**Exercise:**
Repeat word for word the part of the text on the two similarly named bands that begins at "But, somewhere along" and ends after "and Chasing Cars.".

Above all else, choose a name you like. You’re going to be spending a lot of time with your business name.

Working on a business plan? See Write Your Business Plan Now.

 

Red Hot Chili Peppers mixed up with bag piper band

Red Hot Chili Peppers vs The Red Hot Chilli PipersWhat happens if you confuse Red Hot Chili Peppers with a bag pipe band called The Red Hot Chilli Pipers? You may know the famous alternative band, Red Hot Chili Peppers. A client emailed me recently to say she’d been looking at their videos on Youtube. She was looking at one clip that featured bag pipes and thinking Flea and the boys looked a little less gaunt than usual.

But, somewhere along the way, maybe after a video or two, she realized she was watching The Red Hot Chilli Pipers. She had been duped! This wasn’t the band she was looking for. You’ve heard about brand confusion – this was band confusion. And it’s made worse by Youtube’s autocorrect spelling feature that seems to pull up both bands in search results for either name.

Turns out The Red Hot Chilli Pipers are a popular Scottish bag pipe band. I kid you not. Check out their amazing covers of Thunderstruck, We Will Rock You, and Chasing Cars.

My client wanted to know how on earth this was possible. How could there be The Red Hot Chilli Pipers in a world where Red Hot Chili Peppers no doubt trademarked their moniker long ago?

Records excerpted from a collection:
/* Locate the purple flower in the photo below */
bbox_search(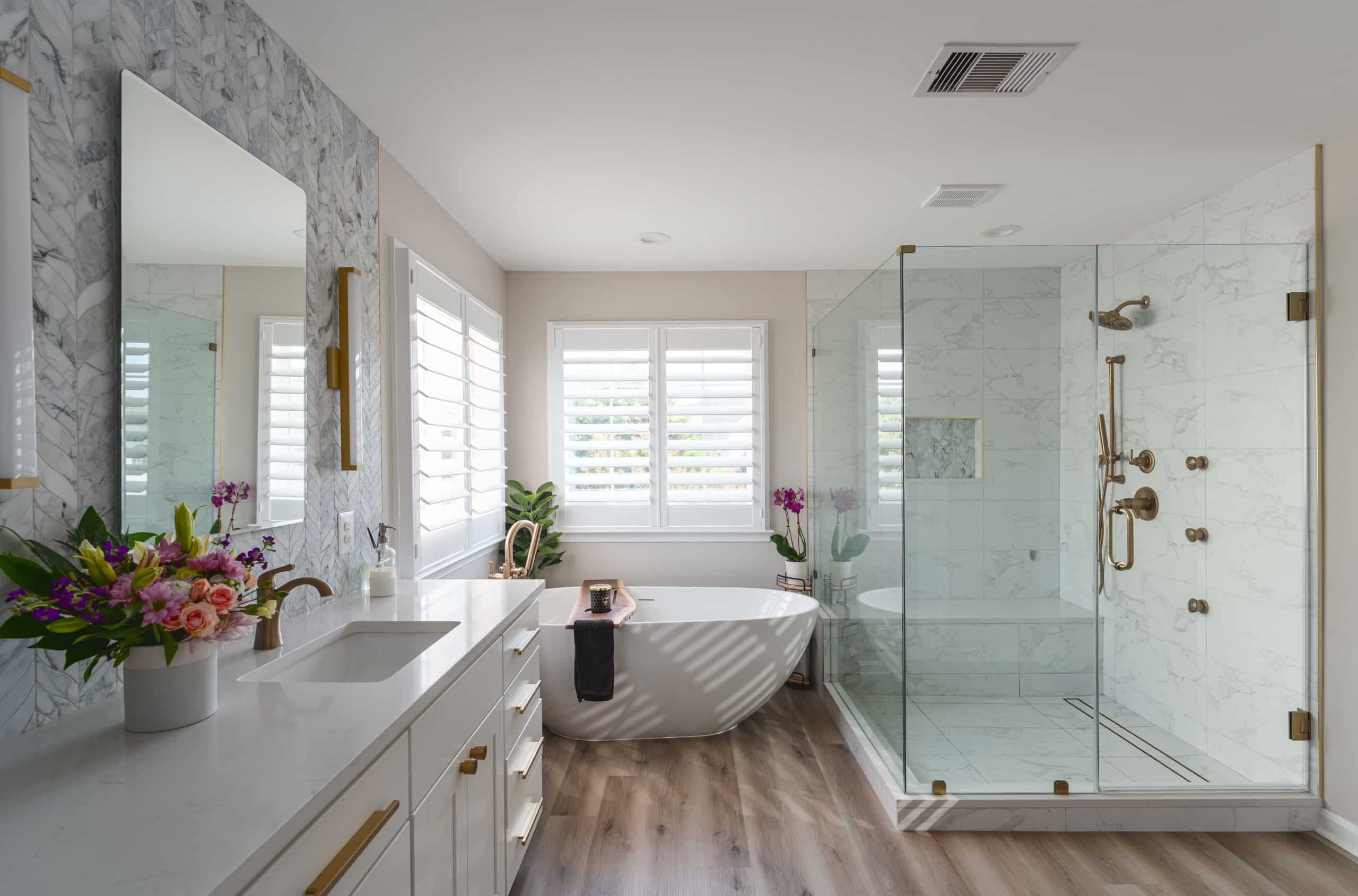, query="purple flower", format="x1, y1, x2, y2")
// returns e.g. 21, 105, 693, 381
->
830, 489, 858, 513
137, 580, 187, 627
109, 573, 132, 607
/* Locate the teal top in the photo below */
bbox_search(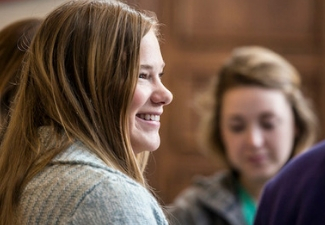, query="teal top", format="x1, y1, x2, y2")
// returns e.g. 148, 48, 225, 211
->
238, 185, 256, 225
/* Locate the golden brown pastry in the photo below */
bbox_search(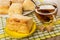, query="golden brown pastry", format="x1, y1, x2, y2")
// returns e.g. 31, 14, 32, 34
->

**Exercise solution:**
But, somewhere along the way, maybe after a video or two, she realized she was watching The Red Hot Chilli Pipers. She had been duped! This wasn’t the band she was looking for. You’ve heard about brand confusion – this was band confusion. And it’s made worse by Youtube’s autocorrect spelling feature that seems to pull up both bands in search results for either name.

Turns out The Red Hot Chilli Pipers are a popular Scottish bag pipe band. I kid you not. Check out their amazing covers of Thunderstruck, We Will Rock You, and Chasing Cars.